• [JOB A] In the Mahmoud Ismail profile, reproduce the stretch from "- Born: 18 March" through "six television series.".
• [JOB B]
Answer these from the Mahmoud Ismail profile:
(i) In which theater troupe did Ismail begin his artistic career?
(ii) Who is listed as the director of The White Shark?
(iii) In how many television series did Ismail act?

======== TEXT PASSAGE ========

- Born: 18 March 1914 Kingdom of Egypt
- Died: 27 January 1983 (aged 68) Egypt
- Occupations: Actor, film director, screenplay writer

= Mahmoud Ismail =

Egyptian actor, filmmaker (1914–1983)

Mahmoud Ismail (1914–1983; محمود إسماعيل) was an Egyptian actor of stage and film, a screenplay writer, and a film director. Ismail worked on more than 40 film projects, including acting in some twenty five films and six television series.

== Biography ==
Ismail began his artistic career as a theater actor in the Egyptian National Theatre Troupe. He was a Sufi, and had lived in the Al-Hussein neighborhood of Cairo.

As an actor in film he frequently worked with film directors Ahmed Badrakhan, Niazi Mostafa, Hassan Hilmy, and Hasan El-Saifi. He often played characters that had a criminal past or villains (such as thieves, thugs, and drug dealers). Ismail disappeared from the film scene for a few years, then returned again to appear on screen intermittently in films and television miniseries’s in the late-1970s and early-1980s. Ismail was also a prolific screenplay writer.

== Filmography ==

=== As actor ===

- The Victory of Youth (1941) (نتصار الشباب)
- On the Stage of Life (1942) (على مسرح الحياة (فيلم))
- Aida (1942 film) (عايدة), directed by Ahmed Badrakhan
- Who's Too Old (1943) (من فات قديمه)
- Who is the Criminal? (1944) (من الجاني), directed by Ahmed Badrakhan
- The Magic Cap (1944) (طاقية الإخفاء), directed by Niazi Mostafa
- My Daughter (film) (1944) (ابنتي), directed by Niazi Mostafa
- Antar and Abla (1945) (عنتر وعبلة), directed by Niazi Mostafa
- Hassan and Hassan (1945) (حسن وحسن), directed by Niazi Mostafa
- The White Shark (1945), directed by Ibrahim Emara
- Sons of Adam (1945 film) (1945) (البني آدم), directed by Niazi Mostafa
- The Return of the Magic Cap (1946) (عودة طاقية الإخفاء), directed by Mohamed Abdel Gawad
- Hunchback (film) (1946) (الأحدب), directed by Hassan Hilmy
- Light from Heaven (1947) (نور من السماء), directed by Hassan Hilmy
- Seduction (1948 film) (1948) (فتنة)
- Beware of Pickpockets (1949 film) (أوعى المحفظة)

======== RECORDS SHOWN ========

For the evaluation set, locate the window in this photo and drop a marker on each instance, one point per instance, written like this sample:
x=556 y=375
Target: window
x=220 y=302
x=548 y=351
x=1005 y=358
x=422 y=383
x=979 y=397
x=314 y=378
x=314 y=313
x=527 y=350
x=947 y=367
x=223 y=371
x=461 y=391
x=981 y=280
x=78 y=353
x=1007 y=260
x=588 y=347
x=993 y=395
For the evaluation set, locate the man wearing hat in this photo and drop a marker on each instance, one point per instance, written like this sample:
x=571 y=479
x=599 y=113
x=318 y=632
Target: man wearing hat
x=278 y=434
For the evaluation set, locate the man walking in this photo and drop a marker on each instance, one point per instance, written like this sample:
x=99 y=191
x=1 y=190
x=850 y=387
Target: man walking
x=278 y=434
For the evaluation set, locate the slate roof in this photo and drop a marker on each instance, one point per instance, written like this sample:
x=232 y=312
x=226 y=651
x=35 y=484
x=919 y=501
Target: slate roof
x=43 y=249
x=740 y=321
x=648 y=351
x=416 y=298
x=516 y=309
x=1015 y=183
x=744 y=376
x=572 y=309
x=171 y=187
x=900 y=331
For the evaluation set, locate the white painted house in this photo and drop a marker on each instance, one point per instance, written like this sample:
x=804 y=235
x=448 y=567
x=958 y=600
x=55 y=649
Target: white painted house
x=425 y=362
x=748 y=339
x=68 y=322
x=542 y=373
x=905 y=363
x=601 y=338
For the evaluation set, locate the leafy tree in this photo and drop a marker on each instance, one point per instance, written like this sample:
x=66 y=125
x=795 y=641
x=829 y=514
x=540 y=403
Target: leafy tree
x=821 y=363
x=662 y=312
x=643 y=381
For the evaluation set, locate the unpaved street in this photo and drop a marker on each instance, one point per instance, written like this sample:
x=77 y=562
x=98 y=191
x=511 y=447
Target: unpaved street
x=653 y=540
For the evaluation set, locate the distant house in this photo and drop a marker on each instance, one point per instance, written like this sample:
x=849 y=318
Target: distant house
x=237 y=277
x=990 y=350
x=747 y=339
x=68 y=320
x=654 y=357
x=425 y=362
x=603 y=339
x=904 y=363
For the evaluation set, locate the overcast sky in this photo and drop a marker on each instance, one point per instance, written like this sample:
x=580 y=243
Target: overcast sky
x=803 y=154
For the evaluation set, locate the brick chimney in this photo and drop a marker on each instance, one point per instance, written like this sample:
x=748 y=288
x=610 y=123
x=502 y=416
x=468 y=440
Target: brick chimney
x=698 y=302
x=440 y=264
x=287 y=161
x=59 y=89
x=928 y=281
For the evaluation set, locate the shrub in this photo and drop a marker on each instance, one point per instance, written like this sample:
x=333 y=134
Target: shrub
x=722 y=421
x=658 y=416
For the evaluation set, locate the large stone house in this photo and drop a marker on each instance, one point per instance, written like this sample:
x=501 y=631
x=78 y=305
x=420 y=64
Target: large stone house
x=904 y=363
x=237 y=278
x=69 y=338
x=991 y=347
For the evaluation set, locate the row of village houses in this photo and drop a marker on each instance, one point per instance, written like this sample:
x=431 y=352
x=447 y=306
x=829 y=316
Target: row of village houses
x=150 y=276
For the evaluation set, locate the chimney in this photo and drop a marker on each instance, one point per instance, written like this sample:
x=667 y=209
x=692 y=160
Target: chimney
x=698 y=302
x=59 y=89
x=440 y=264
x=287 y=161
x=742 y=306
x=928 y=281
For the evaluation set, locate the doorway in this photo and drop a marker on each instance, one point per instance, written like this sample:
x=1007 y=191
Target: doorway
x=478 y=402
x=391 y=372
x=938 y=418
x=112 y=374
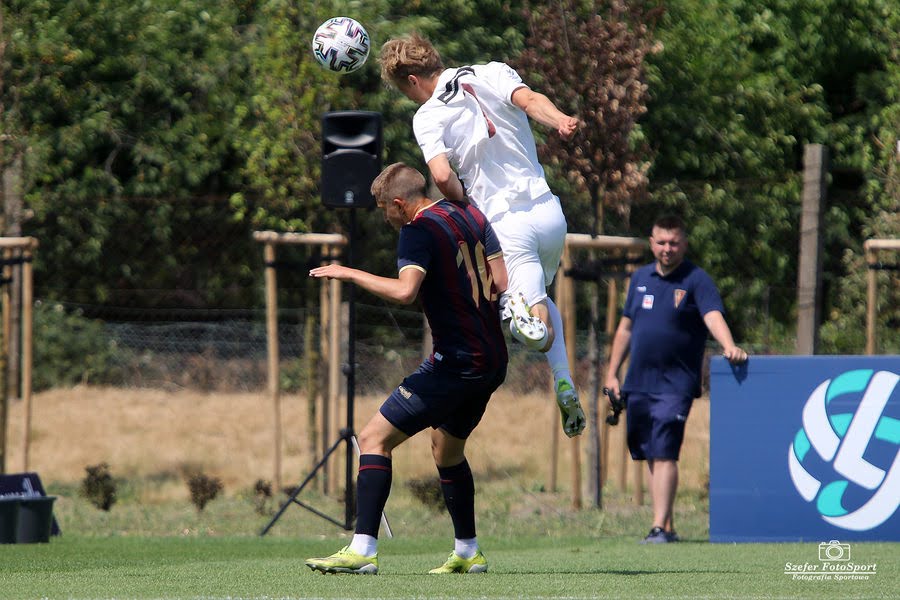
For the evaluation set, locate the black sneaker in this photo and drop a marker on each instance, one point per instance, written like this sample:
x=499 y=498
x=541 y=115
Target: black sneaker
x=657 y=536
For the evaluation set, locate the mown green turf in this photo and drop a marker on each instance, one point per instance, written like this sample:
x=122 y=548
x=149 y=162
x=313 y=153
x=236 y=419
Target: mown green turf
x=75 y=566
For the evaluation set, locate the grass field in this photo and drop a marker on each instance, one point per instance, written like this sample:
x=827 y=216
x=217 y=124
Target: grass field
x=155 y=544
x=520 y=567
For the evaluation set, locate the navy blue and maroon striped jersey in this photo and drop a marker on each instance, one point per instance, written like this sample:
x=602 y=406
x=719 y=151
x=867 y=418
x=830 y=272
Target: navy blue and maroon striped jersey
x=452 y=243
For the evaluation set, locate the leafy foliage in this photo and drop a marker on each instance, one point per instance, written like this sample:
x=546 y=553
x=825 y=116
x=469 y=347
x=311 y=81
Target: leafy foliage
x=124 y=109
x=590 y=58
x=204 y=488
x=99 y=487
x=70 y=349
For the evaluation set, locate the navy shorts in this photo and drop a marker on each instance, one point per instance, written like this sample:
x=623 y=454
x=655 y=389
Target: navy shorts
x=434 y=398
x=656 y=424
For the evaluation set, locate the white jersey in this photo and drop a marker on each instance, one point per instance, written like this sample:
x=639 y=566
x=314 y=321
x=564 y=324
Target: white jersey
x=487 y=139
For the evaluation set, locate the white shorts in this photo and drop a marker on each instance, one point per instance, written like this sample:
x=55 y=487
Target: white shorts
x=532 y=238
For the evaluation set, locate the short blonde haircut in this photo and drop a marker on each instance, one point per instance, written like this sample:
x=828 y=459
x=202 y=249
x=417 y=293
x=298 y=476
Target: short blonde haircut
x=398 y=180
x=408 y=55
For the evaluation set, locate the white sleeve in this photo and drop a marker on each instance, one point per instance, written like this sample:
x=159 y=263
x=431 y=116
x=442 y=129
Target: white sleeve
x=429 y=131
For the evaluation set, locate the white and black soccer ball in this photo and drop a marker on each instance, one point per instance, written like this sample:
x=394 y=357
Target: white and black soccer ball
x=341 y=44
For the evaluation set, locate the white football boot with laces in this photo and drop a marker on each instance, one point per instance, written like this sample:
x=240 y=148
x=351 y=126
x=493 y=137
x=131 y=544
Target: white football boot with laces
x=524 y=326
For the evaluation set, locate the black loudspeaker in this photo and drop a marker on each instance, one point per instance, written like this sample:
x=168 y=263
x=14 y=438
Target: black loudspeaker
x=351 y=158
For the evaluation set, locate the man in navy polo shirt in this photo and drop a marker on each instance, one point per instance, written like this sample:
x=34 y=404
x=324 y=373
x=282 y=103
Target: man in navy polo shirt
x=671 y=305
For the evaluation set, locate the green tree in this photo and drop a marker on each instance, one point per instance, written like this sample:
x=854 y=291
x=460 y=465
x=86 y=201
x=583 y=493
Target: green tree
x=737 y=91
x=123 y=113
x=590 y=58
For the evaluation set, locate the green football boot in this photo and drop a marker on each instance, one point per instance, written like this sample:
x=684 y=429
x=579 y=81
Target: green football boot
x=457 y=564
x=345 y=560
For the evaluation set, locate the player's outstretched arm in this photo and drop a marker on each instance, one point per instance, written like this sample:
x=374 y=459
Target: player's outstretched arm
x=617 y=354
x=445 y=178
x=402 y=290
x=540 y=108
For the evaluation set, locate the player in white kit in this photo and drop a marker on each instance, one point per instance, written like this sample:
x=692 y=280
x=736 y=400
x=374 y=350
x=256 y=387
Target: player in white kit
x=474 y=131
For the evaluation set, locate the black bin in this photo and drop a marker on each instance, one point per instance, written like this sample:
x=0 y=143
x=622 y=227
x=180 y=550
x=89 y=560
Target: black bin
x=35 y=519
x=9 y=519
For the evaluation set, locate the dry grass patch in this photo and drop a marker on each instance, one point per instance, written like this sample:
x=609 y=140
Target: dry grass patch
x=158 y=435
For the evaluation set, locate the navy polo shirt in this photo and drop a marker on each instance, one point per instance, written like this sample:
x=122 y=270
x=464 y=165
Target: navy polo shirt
x=668 y=335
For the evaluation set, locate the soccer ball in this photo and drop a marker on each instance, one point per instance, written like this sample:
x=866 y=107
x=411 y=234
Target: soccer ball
x=341 y=45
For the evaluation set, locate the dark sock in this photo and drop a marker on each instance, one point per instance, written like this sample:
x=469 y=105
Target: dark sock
x=459 y=495
x=373 y=485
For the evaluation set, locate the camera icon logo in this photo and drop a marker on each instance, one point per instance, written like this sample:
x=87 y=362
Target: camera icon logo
x=834 y=551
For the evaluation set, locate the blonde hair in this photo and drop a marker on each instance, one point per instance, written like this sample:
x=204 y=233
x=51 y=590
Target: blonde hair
x=408 y=55
x=398 y=180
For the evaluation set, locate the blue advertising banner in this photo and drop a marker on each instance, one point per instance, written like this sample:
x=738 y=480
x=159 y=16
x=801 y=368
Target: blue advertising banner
x=805 y=448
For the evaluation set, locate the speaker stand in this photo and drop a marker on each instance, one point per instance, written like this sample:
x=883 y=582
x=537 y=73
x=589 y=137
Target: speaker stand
x=346 y=435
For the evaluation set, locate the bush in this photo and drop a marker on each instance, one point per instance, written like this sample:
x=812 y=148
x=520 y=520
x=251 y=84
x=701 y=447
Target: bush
x=262 y=494
x=99 y=487
x=70 y=349
x=203 y=489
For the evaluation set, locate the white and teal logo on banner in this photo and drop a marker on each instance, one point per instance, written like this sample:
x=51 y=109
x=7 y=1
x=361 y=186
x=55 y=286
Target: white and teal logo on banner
x=805 y=448
x=851 y=488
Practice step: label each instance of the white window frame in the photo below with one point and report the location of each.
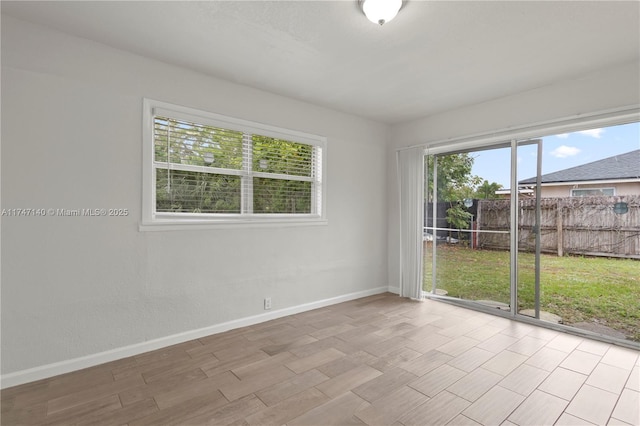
(152, 220)
(613, 190)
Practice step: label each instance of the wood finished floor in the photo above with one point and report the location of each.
(380, 360)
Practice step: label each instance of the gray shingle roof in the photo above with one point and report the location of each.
(622, 166)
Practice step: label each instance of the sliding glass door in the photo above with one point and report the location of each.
(481, 240)
(560, 245)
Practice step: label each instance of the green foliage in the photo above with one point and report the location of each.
(578, 289)
(487, 190)
(458, 216)
(455, 183)
(210, 191)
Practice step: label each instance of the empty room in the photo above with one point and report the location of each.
(357, 212)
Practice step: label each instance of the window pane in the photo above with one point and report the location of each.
(283, 157)
(182, 142)
(193, 192)
(281, 196)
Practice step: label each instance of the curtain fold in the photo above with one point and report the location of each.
(411, 180)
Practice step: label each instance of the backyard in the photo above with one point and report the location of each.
(592, 290)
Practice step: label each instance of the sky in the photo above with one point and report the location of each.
(559, 152)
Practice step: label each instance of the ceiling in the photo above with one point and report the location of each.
(435, 56)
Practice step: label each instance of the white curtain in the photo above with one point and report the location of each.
(411, 179)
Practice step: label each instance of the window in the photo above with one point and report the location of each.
(204, 168)
(592, 192)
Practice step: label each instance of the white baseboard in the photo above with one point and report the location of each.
(50, 370)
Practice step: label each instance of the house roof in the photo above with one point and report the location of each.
(622, 166)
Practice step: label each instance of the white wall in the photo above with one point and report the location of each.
(602, 91)
(79, 286)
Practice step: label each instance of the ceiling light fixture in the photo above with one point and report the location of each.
(380, 11)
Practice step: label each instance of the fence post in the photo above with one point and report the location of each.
(559, 236)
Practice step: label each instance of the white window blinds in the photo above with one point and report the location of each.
(205, 167)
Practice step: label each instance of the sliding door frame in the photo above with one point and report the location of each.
(511, 137)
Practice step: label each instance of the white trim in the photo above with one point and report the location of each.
(611, 117)
(160, 221)
(50, 370)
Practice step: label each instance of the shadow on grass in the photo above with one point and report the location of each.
(588, 292)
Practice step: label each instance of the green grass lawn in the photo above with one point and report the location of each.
(578, 289)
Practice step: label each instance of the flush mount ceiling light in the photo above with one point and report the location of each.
(380, 11)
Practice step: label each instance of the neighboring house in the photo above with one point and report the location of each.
(617, 175)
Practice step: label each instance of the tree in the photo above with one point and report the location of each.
(455, 183)
(208, 191)
(487, 190)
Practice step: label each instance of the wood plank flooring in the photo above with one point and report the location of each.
(380, 360)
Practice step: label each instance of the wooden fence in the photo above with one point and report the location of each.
(573, 225)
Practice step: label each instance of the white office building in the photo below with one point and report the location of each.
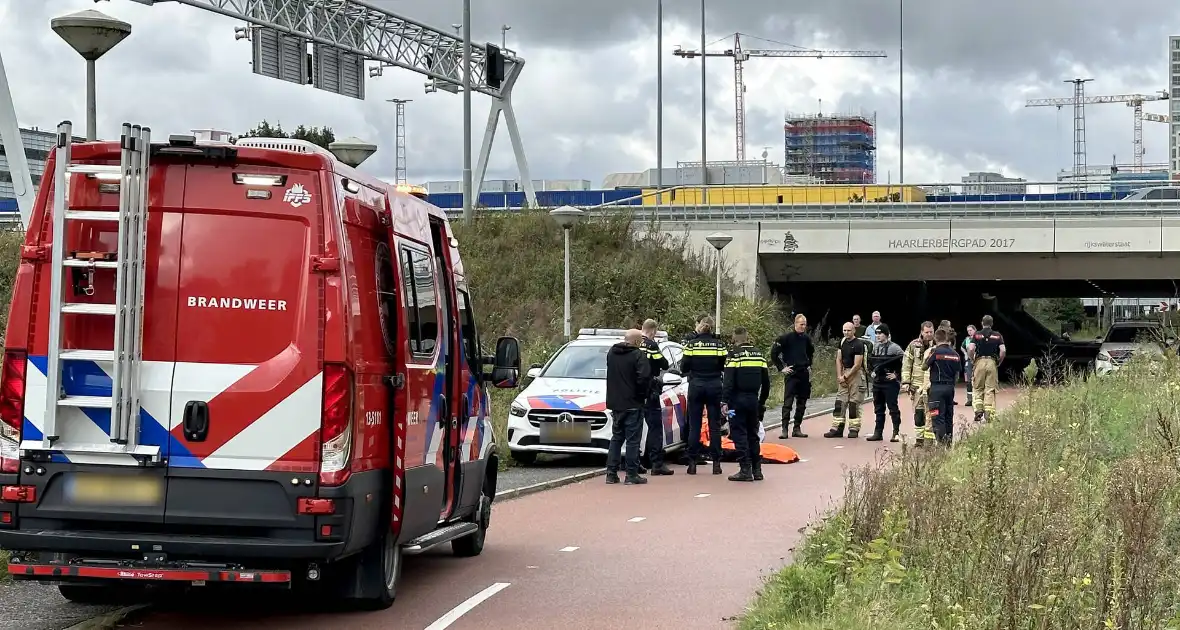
(38, 145)
(1174, 89)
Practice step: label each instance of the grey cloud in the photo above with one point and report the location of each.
(182, 70)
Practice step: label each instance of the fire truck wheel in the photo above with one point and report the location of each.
(379, 571)
(473, 543)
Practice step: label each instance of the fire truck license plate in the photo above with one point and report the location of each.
(113, 490)
(565, 432)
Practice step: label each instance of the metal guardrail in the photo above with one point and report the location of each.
(886, 211)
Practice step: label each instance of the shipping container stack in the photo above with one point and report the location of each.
(836, 149)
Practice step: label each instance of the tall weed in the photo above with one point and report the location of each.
(1061, 514)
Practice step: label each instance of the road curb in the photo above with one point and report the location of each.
(107, 619)
(516, 493)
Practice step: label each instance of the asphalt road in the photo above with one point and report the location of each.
(552, 467)
(680, 552)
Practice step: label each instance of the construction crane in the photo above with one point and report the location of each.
(741, 56)
(1134, 102)
(401, 172)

========

• [REPLY A]
- Born: 18 March 1914 Kingdom of Egypt
- Died: 27 January 1983 (aged 68) Egypt
- Occupations: Actor, film director, screenplay writer

= Mahmoud Ismail =

Egyptian actor, filmmaker (1914–1983)

Mahmoud Ismail (1914–1983; محمود إسماعيل) was an Egyptian actor of stage and film, a screenplay writer, and a film director. Ismail worked on more than 40 film projects, including acting in some twenty five films and six television series.

• [REPLY B]
(i) The Egyptian National Theatre Troupe
(ii) Ibrahim Emara
(iii) Six